Could you gather every line in the entries below that contains the string "green", copying each one unchanged? Matches must have the same capitalization.
===============
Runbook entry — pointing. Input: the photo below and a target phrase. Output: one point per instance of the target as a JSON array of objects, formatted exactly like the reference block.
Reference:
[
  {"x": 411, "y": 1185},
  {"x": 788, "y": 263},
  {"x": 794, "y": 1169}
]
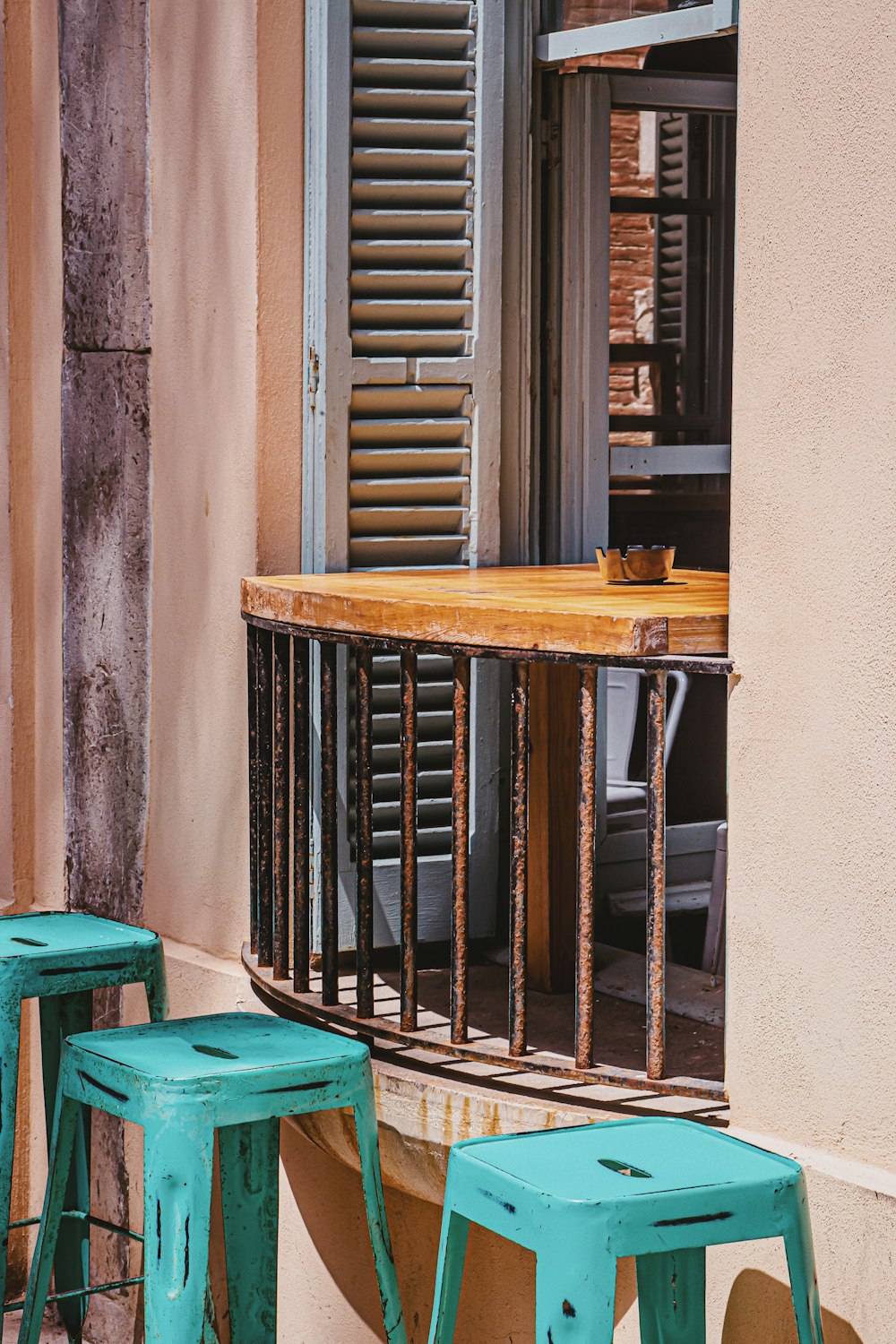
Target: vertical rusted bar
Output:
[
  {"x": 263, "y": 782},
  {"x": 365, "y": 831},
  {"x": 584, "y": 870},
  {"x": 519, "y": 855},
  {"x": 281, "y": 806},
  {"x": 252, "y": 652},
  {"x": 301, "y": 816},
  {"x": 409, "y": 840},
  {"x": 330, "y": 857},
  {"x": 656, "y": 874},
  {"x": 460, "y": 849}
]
===============
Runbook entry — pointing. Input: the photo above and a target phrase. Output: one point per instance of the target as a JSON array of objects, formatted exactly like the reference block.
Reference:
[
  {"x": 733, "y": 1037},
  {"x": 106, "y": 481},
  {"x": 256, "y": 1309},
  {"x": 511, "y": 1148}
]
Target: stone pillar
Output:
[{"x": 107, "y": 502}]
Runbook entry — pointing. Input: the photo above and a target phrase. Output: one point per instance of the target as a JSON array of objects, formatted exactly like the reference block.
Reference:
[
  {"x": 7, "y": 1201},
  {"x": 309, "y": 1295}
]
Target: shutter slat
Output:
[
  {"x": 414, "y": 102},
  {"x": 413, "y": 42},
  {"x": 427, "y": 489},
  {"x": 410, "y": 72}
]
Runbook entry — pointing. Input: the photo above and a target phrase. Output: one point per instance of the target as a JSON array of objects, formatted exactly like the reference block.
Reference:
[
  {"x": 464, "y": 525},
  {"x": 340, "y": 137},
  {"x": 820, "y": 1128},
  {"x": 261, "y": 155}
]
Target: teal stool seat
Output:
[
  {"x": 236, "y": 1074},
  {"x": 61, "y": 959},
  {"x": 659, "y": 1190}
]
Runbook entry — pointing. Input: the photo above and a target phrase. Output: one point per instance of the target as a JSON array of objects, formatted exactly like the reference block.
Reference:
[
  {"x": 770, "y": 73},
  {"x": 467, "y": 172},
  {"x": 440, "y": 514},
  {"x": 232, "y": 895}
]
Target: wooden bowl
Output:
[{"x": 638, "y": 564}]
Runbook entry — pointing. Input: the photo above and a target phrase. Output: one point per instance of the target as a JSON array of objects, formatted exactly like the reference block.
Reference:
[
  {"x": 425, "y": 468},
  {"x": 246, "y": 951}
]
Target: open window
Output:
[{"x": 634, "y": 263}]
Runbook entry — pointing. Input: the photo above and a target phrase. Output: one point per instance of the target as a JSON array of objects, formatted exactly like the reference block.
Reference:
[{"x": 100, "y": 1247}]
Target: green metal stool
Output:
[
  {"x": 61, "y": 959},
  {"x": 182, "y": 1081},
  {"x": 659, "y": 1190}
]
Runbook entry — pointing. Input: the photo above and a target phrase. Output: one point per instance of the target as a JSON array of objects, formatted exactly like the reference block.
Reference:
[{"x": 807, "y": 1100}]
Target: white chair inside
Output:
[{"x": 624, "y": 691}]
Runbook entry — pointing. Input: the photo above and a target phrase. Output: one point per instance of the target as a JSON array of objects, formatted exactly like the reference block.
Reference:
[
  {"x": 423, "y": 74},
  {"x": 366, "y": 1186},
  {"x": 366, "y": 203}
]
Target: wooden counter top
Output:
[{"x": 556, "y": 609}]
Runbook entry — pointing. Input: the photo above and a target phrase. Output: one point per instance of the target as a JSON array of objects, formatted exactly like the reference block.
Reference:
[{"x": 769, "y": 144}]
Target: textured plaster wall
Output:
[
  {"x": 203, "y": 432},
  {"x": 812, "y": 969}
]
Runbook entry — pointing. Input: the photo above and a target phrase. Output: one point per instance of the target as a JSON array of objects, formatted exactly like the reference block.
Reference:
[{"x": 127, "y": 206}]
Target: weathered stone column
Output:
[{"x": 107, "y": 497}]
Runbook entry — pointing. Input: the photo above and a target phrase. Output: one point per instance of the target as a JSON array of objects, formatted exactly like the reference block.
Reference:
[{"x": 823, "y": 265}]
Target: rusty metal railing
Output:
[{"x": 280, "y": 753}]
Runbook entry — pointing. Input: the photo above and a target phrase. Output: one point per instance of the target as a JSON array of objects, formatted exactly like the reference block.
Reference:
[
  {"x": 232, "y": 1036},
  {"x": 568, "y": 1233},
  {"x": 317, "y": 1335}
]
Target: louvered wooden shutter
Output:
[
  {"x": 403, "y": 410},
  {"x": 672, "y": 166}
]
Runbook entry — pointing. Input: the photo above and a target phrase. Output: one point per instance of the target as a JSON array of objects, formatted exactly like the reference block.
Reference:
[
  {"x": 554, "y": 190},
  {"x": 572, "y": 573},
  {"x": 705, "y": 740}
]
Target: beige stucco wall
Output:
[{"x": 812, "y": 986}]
===============
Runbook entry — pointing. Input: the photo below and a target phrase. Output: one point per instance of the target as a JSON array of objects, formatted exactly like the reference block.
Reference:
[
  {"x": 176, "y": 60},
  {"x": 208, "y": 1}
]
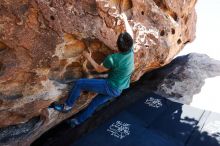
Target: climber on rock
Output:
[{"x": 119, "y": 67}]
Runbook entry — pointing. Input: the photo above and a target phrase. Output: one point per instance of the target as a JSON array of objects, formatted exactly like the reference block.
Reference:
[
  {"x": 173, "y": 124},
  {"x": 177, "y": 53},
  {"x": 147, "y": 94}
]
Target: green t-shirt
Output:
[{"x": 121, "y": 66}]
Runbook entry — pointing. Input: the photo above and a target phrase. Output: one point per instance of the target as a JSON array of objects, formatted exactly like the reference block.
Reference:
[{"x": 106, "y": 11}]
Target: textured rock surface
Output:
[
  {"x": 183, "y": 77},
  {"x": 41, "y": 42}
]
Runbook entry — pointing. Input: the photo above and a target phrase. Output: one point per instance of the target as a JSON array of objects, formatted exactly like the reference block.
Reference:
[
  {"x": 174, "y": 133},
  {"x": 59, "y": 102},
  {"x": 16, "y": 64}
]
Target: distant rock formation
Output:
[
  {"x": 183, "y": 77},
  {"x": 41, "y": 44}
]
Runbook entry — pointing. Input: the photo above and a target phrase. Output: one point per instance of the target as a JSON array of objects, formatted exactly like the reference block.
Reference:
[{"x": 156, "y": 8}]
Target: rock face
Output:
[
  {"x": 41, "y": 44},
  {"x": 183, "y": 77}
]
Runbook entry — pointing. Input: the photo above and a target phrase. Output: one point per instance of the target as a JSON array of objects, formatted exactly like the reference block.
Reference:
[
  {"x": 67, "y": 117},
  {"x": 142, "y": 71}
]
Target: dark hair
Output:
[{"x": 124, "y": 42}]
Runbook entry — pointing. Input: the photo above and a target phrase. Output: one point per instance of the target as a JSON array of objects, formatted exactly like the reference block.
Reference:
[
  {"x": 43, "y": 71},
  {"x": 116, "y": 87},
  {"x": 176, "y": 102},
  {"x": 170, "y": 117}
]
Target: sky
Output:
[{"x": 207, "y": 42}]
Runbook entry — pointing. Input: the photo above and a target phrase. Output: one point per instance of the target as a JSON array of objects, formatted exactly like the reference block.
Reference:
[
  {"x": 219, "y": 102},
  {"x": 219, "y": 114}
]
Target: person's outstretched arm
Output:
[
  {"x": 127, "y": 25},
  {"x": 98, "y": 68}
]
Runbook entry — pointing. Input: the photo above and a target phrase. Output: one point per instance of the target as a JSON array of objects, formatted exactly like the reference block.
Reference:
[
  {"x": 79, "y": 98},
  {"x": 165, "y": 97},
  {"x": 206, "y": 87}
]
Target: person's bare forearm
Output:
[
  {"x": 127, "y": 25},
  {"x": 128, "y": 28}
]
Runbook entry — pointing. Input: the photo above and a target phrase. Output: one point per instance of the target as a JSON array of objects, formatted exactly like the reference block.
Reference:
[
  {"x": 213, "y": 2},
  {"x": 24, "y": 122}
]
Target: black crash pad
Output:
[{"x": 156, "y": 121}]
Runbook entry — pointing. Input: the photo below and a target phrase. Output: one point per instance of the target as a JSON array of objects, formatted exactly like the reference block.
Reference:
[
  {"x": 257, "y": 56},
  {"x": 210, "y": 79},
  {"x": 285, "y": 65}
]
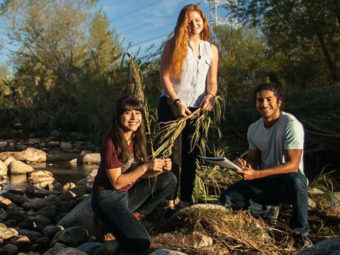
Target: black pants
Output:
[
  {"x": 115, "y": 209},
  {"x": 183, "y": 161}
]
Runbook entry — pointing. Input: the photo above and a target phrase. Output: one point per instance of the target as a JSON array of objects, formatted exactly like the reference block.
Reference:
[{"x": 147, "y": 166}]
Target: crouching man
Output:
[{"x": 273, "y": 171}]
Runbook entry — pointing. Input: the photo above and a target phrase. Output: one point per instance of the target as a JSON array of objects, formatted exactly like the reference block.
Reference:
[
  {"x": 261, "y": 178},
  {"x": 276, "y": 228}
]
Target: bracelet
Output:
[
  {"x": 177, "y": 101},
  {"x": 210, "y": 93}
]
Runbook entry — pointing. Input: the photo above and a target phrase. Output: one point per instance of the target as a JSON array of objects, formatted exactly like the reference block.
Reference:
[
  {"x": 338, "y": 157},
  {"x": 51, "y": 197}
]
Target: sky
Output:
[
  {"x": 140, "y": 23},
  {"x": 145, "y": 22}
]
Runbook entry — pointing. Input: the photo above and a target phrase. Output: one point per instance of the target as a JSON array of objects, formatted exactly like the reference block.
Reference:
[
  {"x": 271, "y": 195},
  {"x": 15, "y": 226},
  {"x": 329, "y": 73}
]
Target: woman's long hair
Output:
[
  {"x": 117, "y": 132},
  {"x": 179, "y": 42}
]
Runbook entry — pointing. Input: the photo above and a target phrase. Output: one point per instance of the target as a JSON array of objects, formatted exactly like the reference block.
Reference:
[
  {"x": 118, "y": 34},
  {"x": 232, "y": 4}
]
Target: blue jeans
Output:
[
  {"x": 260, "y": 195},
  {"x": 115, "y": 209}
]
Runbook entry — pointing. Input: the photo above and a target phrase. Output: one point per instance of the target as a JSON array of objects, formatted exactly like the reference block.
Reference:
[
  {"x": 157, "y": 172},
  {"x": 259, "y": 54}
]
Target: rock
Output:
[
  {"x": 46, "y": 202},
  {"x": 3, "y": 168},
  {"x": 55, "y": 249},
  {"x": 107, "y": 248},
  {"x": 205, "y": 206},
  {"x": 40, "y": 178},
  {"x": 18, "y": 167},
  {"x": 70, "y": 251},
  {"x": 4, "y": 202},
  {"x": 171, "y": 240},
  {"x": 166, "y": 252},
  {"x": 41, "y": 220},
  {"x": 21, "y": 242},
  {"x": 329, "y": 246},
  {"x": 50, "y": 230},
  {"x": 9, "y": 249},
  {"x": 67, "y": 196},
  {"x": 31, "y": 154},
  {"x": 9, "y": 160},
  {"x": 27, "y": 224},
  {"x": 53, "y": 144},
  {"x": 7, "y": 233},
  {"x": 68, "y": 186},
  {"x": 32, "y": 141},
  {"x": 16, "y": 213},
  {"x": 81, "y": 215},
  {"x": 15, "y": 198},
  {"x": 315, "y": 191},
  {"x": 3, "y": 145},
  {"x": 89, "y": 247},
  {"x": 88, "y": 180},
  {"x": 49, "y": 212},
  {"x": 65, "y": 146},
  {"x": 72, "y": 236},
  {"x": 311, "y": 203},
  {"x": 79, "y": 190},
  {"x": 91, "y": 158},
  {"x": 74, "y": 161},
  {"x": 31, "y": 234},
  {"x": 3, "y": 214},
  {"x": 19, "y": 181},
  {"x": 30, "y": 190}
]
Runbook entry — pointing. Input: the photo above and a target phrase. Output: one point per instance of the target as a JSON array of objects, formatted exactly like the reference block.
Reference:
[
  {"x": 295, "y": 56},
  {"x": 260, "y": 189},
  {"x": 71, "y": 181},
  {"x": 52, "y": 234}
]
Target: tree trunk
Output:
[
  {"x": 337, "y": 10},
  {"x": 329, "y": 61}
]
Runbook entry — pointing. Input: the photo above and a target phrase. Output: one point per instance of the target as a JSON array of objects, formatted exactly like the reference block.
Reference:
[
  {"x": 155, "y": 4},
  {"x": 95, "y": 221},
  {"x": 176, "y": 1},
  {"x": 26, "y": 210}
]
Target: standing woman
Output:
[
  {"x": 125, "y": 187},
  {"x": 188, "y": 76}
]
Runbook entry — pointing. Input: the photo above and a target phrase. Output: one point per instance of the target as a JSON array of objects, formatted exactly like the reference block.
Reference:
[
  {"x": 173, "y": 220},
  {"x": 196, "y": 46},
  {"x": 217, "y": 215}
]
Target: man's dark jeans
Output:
===============
| Result |
Target: green metal stool
Target: green t-shirt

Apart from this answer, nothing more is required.